TEKSTFRAGMENT:

════════

Al voor de Covid-19 pandemie hadden ketens en kledingwinkels het moeilijk om genoeg winst te genereren voor hun aandeelhouders. De lockdown en verdere beperkingen daarna maakten dit nog erger. Sommige ketens vroegen bescherming tegen hun schuldeisers of gingen failliet. Het gaat onder meer om E5-Mode, Brantano en Camaïeu. Personeelsleden die vaak jarenlang voor deze bedrijven werkten, verkeren nu in enorme onzekerheid. De aandeelhouders proberen ondertussen nog snel hun zakken te vullen.
door Thomas (Gent)
In de sector van kledingwinkels wordt al jarenlang hard geconcurreerd. De winstmarges zijn beperkt en de aandeelhouders zoeken allerhande manieren om de winsten toch te maximaliseren. Dit gebeurt onder meer door te besparen op de productiekost: veel kleding wordt gemaakt in sweatshops waar een maandloon van slechts 50 euro niet uitzonderlijk is. Het personeel hier wordt ook verder uitgeperst. Vaak wordt met deeltijdse contracten gewerkt, waarbij de uren extreem flexibel ingevuld worden zodat velen zes dagen per week enkele uurtjes per dag werken. Vast personeel wordt meer en meer vervangen door interimmers en jobstudenten.

════════

AANGELEVERDE GEGEVENS:
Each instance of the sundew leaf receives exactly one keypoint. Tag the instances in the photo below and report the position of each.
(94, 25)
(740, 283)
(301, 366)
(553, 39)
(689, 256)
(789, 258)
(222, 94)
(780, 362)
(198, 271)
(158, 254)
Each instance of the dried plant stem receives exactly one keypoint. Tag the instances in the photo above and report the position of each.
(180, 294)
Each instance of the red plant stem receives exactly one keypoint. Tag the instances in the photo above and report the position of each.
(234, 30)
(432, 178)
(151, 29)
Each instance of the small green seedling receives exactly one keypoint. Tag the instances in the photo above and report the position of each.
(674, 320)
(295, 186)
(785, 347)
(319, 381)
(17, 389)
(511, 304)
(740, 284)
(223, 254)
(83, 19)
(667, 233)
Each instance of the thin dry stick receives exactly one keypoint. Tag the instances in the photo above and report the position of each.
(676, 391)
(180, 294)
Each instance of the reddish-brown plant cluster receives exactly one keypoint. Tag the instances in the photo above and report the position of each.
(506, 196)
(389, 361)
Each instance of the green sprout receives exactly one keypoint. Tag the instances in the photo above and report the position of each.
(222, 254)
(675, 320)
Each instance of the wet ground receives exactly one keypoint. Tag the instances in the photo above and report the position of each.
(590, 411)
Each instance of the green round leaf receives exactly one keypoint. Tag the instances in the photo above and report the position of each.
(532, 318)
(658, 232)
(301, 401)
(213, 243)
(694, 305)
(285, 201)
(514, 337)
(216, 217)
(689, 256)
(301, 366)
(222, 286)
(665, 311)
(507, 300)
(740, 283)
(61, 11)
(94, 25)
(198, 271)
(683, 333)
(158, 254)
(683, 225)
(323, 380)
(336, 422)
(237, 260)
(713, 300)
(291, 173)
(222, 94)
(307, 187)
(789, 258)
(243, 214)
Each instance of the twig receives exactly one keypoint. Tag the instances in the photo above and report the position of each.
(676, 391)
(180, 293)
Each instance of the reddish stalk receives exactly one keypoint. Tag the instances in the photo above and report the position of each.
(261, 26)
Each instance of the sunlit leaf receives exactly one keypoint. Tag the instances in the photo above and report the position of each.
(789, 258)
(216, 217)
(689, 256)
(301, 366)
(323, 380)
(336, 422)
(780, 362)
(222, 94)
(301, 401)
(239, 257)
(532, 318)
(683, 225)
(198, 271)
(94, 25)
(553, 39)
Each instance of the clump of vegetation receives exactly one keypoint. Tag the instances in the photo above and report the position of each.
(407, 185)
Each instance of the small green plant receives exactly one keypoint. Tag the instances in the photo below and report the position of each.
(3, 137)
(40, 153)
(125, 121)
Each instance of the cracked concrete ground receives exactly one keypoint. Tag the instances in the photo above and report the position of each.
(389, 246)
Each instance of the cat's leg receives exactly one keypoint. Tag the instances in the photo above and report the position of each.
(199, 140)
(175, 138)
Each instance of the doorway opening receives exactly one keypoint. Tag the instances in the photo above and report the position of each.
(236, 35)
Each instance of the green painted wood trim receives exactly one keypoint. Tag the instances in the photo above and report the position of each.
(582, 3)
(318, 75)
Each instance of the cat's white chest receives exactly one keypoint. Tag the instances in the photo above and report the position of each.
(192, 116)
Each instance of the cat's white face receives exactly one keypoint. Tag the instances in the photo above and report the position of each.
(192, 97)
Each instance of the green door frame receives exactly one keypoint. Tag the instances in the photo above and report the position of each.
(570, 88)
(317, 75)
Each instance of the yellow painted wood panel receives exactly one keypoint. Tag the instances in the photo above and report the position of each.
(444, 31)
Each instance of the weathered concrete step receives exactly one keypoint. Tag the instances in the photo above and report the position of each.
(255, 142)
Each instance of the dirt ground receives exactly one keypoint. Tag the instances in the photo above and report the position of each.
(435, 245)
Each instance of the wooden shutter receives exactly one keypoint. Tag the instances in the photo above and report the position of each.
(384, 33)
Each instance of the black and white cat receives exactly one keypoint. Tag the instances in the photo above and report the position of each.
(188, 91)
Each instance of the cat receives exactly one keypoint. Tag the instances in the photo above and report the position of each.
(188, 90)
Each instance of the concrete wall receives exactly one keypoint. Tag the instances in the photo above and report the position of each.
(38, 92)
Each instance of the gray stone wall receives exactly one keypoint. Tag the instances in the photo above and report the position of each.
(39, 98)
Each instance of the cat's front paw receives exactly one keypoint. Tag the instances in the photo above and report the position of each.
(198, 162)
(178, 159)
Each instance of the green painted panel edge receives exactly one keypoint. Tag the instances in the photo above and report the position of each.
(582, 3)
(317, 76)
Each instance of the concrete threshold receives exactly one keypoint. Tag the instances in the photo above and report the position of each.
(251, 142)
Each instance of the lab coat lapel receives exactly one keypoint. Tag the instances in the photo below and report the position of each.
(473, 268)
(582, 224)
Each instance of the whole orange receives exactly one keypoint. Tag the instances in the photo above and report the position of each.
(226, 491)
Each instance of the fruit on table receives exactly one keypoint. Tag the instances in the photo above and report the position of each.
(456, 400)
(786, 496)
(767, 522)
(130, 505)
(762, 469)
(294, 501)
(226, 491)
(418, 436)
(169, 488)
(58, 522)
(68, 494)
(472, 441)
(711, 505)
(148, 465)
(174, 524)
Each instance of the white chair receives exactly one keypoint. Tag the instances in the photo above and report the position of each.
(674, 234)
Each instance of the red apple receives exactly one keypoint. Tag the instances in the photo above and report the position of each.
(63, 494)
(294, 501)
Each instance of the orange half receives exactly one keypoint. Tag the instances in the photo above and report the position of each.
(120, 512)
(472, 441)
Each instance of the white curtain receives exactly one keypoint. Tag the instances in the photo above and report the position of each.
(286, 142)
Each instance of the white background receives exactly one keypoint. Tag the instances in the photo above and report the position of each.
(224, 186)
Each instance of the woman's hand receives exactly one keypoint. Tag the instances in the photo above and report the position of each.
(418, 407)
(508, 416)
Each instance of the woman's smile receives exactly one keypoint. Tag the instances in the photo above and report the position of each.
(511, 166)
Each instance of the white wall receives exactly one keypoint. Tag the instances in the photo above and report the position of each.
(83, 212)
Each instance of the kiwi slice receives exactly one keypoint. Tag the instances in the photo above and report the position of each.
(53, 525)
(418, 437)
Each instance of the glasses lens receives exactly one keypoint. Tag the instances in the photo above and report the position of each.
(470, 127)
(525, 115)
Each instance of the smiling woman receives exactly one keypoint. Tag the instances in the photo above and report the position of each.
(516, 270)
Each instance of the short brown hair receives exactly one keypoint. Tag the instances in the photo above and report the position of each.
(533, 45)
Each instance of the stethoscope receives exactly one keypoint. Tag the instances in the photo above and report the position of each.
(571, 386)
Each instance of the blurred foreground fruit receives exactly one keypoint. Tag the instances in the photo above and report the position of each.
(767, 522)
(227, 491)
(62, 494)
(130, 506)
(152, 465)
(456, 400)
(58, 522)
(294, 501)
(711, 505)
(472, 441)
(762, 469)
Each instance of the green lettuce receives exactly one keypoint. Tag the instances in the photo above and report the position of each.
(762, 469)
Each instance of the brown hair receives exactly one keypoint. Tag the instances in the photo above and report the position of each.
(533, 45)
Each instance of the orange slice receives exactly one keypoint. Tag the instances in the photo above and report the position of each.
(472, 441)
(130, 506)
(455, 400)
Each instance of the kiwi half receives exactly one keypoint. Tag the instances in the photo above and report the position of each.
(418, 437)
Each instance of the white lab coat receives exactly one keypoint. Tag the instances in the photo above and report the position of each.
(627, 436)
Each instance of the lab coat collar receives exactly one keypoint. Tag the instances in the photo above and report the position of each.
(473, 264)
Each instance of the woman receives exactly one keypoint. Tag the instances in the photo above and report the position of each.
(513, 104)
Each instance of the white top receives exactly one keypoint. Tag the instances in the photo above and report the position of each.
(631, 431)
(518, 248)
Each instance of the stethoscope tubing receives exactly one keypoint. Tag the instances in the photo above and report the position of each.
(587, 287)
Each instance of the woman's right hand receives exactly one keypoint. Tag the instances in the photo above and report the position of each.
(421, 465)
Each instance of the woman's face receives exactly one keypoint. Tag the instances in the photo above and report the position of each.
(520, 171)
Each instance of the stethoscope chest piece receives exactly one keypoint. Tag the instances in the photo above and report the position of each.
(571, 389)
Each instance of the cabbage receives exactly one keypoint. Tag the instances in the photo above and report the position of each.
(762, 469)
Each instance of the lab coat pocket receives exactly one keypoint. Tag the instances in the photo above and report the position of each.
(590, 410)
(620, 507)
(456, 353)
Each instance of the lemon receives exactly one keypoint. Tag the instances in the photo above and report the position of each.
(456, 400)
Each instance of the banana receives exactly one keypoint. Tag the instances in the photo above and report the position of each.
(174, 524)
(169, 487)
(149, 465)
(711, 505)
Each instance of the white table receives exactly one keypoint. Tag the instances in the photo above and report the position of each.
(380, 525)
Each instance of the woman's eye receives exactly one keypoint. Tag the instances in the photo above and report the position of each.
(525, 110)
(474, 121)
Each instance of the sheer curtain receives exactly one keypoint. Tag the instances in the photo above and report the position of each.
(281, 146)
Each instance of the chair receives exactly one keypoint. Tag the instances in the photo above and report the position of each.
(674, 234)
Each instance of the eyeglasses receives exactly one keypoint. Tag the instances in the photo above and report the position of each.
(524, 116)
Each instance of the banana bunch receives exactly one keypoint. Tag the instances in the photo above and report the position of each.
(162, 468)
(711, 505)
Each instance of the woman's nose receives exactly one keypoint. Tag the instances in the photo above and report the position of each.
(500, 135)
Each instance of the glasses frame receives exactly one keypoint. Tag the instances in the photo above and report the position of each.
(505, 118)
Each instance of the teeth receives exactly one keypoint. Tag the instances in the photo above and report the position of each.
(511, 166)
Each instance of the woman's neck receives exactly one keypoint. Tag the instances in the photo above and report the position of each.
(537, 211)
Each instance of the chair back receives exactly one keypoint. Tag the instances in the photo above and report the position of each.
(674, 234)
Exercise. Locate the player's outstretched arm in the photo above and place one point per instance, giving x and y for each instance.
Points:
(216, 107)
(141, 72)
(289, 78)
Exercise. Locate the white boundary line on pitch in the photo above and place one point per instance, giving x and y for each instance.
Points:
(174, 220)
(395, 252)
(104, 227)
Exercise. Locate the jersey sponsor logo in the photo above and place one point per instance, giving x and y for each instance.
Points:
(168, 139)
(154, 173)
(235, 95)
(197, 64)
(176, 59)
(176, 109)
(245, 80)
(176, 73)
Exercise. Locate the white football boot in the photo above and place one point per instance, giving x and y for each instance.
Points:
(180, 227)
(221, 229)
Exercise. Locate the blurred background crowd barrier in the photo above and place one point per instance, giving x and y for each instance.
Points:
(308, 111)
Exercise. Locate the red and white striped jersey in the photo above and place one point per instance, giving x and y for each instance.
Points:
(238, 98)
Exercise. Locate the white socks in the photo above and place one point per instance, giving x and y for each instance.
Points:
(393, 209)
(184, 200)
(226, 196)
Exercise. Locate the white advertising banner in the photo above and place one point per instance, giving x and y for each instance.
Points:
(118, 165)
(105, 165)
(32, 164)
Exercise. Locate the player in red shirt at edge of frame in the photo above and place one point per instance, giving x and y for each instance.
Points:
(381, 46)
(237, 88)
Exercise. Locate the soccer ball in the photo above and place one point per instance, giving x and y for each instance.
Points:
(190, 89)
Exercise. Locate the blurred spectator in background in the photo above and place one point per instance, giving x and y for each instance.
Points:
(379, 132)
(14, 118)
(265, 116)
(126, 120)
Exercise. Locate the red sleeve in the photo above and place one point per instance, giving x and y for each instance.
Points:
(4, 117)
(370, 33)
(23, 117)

════════

OPDRACHT 1: Zet de alinea die begint met "In de sector van kledingwinkels" uit het tekstfragment om in een beknopte opsomming. Behoud daarbij de belangrijkste feiten.
OPDRACHT 2:
Geef voor elke uitspraak aan of die klopt met het tekstfragment. Antwoord met ja of nee en citeer de woorden uit het tekstfragment die de doorslag geven.
(a) De kledingketens kregen het pas moeilijk toen de lockdown begon.
(b) Brantano is een van de ketens die worden genoemd.
(c) Vast personeel wordt steeds vaker vervangen door interimmers en jobstudenten.
OPDRACHT 3: Schrijf het deel van het tekstfragment over dat ligt tussen "In de sector" en "interimmers en jobstudenten.", beide inbegrepen.

UITGEWERKTE OPLOSSING 1:
- In de kledingsector wordt al jaren hard geconcurreerd en de winstmarges zijn beperkt.
- Aandeelhouders proberen de winst toch te maximaliseren, onder meer door te besparen op de productiekost.
- Veel kleding wordt gemaakt in sweatshops, waar een maandloon van 50 euro niet uitzonderlijk is.
- Ook het personeel hier wordt verder uitgeperst. Er wordt vaak gewerkt met deeltijdse contracten en extreem flexibele uren, zodat velen zes dagen per week enkele uurtjes per dag werken.
- Vast personeel wordt steeds vaker vervangen door interimmers en jobstudenten.

UITGEWERKTE OPLOSSING 2:
(a) Nee: "Al voor de Covid-19 pandemie hadden ketens en kledingwinkels het moeilijk om genoeg winst te genereren voor hun aandeelhouders."
(b) Ja: "Het gaat onder meer om E5-Mode, Brantano en Camaïeu."
(c) Ja: "Vast personeel wordt meer en meer vervangen door interimmers en jobstudenten."

UITGEWERKTE OPLOSSING 3:
In de sector van kledingwinkels wordt al jarenlang hard geconcurreerd. De winstmarges zijn beperkt en de aandeelhouders zoeken allerhande manieren om de winsten toch te maximaliseren. Dit gebeurt onder meer door te besparen op de productiekost: veel kleding wordt gemaakt in sweatshops waar een maandloon van slechts 50 euro niet uitzonderlijk is. Het personeel hier wordt ook verder uitgeperst. Vaak wordt met deeltijdse contracten gewerkt, waarbij de uren extreem flexibel ingevuld worden zodat velen zes dagen per week enkele uurtjes per dag werken. Vast personeel wordt meer en meer vervangen door interimmers en jobstudenten.